_Set task:_ Can you recast every line of the records below as a Markdown table with the columns Row and Line, numbering each line and omitting blank lines?

_Stored data:_

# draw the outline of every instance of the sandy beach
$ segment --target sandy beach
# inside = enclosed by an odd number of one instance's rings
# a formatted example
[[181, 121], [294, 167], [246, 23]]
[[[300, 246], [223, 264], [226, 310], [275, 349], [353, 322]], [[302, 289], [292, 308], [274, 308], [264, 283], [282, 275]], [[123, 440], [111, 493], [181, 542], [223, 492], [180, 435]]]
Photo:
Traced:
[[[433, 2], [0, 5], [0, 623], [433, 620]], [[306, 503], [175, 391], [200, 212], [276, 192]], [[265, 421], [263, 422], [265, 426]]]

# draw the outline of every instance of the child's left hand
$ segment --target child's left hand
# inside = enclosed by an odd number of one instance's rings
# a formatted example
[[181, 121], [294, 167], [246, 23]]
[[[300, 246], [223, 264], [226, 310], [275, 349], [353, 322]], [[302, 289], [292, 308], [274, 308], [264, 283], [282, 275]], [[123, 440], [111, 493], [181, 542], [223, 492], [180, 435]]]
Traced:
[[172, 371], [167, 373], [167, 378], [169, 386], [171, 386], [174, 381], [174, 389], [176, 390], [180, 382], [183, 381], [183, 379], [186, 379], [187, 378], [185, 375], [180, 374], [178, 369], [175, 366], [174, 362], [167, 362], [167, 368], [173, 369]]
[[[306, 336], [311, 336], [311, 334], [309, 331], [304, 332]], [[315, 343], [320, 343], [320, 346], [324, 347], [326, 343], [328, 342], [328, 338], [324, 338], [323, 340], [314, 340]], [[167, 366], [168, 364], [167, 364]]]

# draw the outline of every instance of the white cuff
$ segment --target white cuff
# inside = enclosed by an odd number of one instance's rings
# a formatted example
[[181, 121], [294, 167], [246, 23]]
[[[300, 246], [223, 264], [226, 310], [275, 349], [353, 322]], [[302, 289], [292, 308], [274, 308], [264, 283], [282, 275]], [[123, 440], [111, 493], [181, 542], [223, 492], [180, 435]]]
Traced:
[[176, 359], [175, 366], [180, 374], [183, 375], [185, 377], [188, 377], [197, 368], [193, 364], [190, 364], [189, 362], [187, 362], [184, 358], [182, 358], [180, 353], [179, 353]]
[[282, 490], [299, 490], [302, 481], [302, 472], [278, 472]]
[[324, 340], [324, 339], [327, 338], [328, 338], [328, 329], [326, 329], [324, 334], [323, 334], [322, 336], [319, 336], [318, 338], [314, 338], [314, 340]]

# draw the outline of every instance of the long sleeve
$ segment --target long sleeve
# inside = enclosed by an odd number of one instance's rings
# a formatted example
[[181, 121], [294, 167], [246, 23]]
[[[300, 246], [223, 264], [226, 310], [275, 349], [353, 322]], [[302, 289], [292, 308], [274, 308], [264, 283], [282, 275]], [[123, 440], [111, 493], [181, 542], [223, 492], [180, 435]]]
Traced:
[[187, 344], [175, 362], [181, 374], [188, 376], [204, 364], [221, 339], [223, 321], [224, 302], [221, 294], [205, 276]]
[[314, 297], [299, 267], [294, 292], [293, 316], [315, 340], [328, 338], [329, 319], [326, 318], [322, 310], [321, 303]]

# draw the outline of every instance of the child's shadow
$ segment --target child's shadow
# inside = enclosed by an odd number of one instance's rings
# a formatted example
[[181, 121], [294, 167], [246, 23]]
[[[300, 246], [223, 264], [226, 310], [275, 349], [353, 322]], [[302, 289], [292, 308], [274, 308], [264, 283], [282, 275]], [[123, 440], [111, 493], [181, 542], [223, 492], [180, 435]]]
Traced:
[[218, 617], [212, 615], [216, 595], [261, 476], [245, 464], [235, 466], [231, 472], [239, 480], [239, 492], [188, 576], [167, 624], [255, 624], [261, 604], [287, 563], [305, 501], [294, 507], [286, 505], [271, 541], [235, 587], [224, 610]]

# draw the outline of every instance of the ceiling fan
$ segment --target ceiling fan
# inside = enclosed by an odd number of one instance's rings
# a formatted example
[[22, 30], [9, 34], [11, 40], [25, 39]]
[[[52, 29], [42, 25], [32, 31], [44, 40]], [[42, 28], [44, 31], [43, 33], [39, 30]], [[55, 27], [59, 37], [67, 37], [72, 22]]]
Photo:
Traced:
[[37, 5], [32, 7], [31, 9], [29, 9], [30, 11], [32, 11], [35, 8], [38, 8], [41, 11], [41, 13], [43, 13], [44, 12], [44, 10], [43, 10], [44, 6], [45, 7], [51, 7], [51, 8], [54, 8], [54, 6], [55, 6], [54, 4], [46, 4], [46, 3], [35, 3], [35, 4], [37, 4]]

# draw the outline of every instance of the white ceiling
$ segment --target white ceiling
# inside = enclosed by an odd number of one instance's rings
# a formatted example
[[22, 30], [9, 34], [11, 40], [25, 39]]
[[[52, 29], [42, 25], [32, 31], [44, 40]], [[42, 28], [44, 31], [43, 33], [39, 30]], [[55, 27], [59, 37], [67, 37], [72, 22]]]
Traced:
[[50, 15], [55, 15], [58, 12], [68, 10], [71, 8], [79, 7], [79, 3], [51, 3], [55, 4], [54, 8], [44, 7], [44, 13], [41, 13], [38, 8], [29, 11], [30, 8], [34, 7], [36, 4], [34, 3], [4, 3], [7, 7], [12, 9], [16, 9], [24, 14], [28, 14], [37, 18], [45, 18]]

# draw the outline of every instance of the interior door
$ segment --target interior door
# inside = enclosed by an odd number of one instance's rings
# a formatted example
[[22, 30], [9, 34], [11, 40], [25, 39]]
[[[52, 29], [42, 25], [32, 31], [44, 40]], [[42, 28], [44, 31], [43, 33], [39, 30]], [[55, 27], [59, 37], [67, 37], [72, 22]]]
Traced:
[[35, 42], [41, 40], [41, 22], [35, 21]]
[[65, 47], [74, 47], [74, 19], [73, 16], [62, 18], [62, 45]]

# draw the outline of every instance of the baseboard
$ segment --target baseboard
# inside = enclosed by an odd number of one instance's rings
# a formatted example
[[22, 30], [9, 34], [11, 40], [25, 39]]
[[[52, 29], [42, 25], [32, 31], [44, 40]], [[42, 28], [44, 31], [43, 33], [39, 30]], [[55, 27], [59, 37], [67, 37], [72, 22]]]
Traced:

_Completed task:_
| Row | Line |
|---|---|
| 1 | # draw the outline of every instance of the sandy beach |
| 2 | $ segment --target sandy beach |
| 3 | # inside = enclosed by an odd number of one instance's rings |
| 4 | # a formatted example |
| 5 | [[181, 121], [294, 167], [246, 23]] |
| 6 | [[[300, 246], [223, 264], [226, 310], [275, 349], [353, 322]], [[302, 289], [292, 308], [274, 308], [264, 283], [282, 275]], [[123, 440], [111, 493], [181, 542], [223, 492], [180, 435]]] |
| 7 | Photo: |
| 8 | Traced: |
| 9 | [[[433, 2], [0, 5], [0, 623], [433, 620]], [[306, 503], [175, 391], [200, 212], [276, 192]], [[265, 421], [263, 422], [265, 426]]] |
| 10 | # draw the outline of every instance of the child's left hand |
| 11 | $ segment --target child's left hand |
| 12 | # inside = enclosed by an odd number of one instance's rings |
| 13 | # a formatted example |
| 14 | [[181, 121], [294, 167], [246, 23]] |
| 15 | [[[300, 246], [223, 264], [226, 310], [275, 349], [353, 322]], [[302, 289], [292, 308], [274, 308], [264, 283], [282, 275]], [[123, 440], [111, 493], [181, 542], [223, 492], [180, 435]]] |
| 16 | Traced: |
| 17 | [[172, 371], [167, 373], [167, 378], [169, 386], [171, 386], [174, 381], [174, 389], [176, 390], [180, 382], [183, 381], [183, 379], [186, 379], [187, 378], [185, 375], [180, 374], [178, 369], [175, 366], [174, 362], [167, 362], [167, 368], [173, 369]] |
| 18 | [[[306, 336], [311, 336], [311, 334], [309, 331], [304, 332]], [[315, 343], [320, 343], [320, 346], [324, 347], [326, 343], [328, 342], [328, 338], [324, 338], [323, 340], [314, 340]], [[167, 366], [168, 364], [167, 364]]] |
| 19 | # draw the outline of every instance of the white cuff |
| 20 | $ segment --target white cuff |
| 21 | # inside = enclosed by an odd number of one instance's rings |
| 22 | # a formatted example |
| 23 | [[181, 121], [294, 167], [246, 23]] |
| 24 | [[[300, 246], [223, 264], [226, 310], [275, 349], [353, 322]], [[302, 289], [292, 308], [274, 308], [264, 283], [282, 275]], [[123, 440], [111, 493], [181, 542], [223, 492], [180, 435]]] |
| 25 | Traced: |
| 26 | [[176, 359], [175, 366], [180, 374], [183, 375], [185, 377], [188, 377], [197, 368], [193, 364], [190, 364], [189, 362], [187, 362], [184, 358], [182, 358], [180, 353], [179, 353]] |
| 27 | [[282, 490], [299, 490], [302, 481], [302, 472], [278, 472]] |
| 28 | [[324, 340], [324, 339], [327, 338], [328, 338], [328, 329], [326, 329], [324, 334], [323, 334], [322, 336], [319, 336], [318, 338], [314, 338], [314, 340]] |
| 29 | # draw the outline of every instance of the long sleeve |
| 30 | $ segment --target long sleeve |
| 31 | # inside = enclosed by an odd number of one instance's rings |
| 32 | # a formatted example |
| 33 | [[181, 121], [294, 167], [246, 23]] |
| 34 | [[[300, 246], [223, 264], [226, 310], [275, 349], [353, 322]], [[302, 289], [292, 308], [274, 308], [264, 283], [282, 275]], [[123, 440], [111, 493], [181, 542], [223, 492], [180, 435]]] |
| 35 | Traced: |
| 36 | [[187, 344], [175, 362], [181, 374], [188, 376], [204, 364], [221, 339], [223, 321], [224, 302], [221, 294], [205, 276]] |
| 37 | [[314, 297], [299, 267], [294, 292], [293, 316], [315, 340], [328, 338], [329, 319], [326, 318], [322, 310], [321, 303]] |
| 38 | # draw the outline of every instance of the child's shadow |
| 39 | $ segment --target child's shadow |
| 40 | # inside = enclosed by an odd number of one instance's rings |
| 41 | # a formatted example |
| 42 | [[181, 121], [294, 167], [246, 23]] |
| 43 | [[[300, 246], [223, 264], [226, 310], [275, 349], [353, 322]], [[302, 289], [292, 308], [274, 308], [264, 283], [282, 275]], [[123, 440], [111, 493], [181, 542], [223, 492], [180, 435]]] |
| 44 | Traced: |
| 45 | [[218, 617], [212, 615], [216, 595], [261, 476], [245, 464], [235, 466], [231, 472], [239, 480], [239, 492], [188, 576], [167, 624], [255, 624], [261, 604], [287, 563], [305, 501], [294, 507], [286, 505], [271, 541], [235, 587], [224, 610]] |
| 46 | # draw the outline of every instance of the ceiling fan |
| 47 | $ segment --target ceiling fan |
| 48 | # inside = enclosed by an odd number of one instance's rings |
| 49 | # a formatted example |
| 50 | [[22, 30], [9, 34], [11, 40], [25, 39]] |
| 51 | [[[52, 29], [42, 25], [32, 31], [44, 40]], [[42, 28], [44, 31], [43, 33], [39, 30]], [[55, 27], [59, 37], [67, 37], [72, 22]]] |
| 52 | Photo: |
| 53 | Traced: |
| 54 | [[37, 5], [32, 7], [31, 9], [29, 9], [30, 11], [32, 11], [35, 8], [38, 8], [41, 11], [41, 13], [43, 13], [44, 12], [44, 10], [43, 10], [44, 6], [45, 7], [51, 7], [51, 8], [54, 8], [54, 6], [55, 6], [54, 4], [46, 4], [46, 3], [35, 3], [35, 4], [37, 4]] |
| 55 | # draw the outline of every instance of the white ceiling |
| 56 | $ segment --target white ceiling |
| 57 | # inside = enclosed by an odd number of one instance's rings |
| 58 | # a formatted example |
| 59 | [[22, 30], [9, 34], [11, 40], [25, 39]] |
| 60 | [[[52, 29], [42, 25], [32, 31], [44, 40]], [[42, 28], [44, 31], [43, 33], [39, 30]], [[55, 27], [59, 37], [67, 37], [72, 22]]] |
| 61 | Traced: |
| 62 | [[50, 15], [55, 15], [58, 12], [68, 10], [71, 8], [79, 7], [79, 3], [51, 3], [55, 4], [54, 8], [44, 7], [44, 13], [41, 13], [38, 8], [29, 11], [30, 8], [34, 7], [36, 4], [34, 3], [4, 3], [7, 7], [12, 9], [16, 9], [24, 14], [28, 14], [37, 18], [45, 18]] |
| 63 | # draw the outline of every instance of the interior door |
| 64 | $ segment --target interior door |
| 65 | # inside = enclosed by an odd number of one instance's rings |
| 66 | # a formatted example |
| 67 | [[22, 30], [9, 34], [11, 40], [25, 39]] |
| 68 | [[[52, 29], [42, 25], [32, 31], [44, 40]], [[42, 28], [44, 31], [43, 33], [39, 30]], [[55, 27], [59, 37], [67, 37], [72, 22]]] |
| 69 | Traced: |
| 70 | [[35, 42], [41, 40], [41, 22], [35, 21]] |
| 71 | [[65, 47], [74, 47], [74, 19], [73, 16], [62, 18], [62, 45]] |
| 72 | # draw the outline of every instance of the baseboard |
| 73 | $ segment --target baseboard |
| 74 | # inside = enclosed by an odd number of one instance's rings |
| 75 | # a formatted example |
| 76 | [[22, 30], [9, 34], [11, 40], [25, 39]] |
| 77 | [[[52, 29], [42, 25], [32, 31], [44, 40]], [[42, 28], [44, 31], [43, 33], [39, 30]], [[55, 27], [59, 37], [67, 37], [72, 22]]] |
| 78 | Traced: |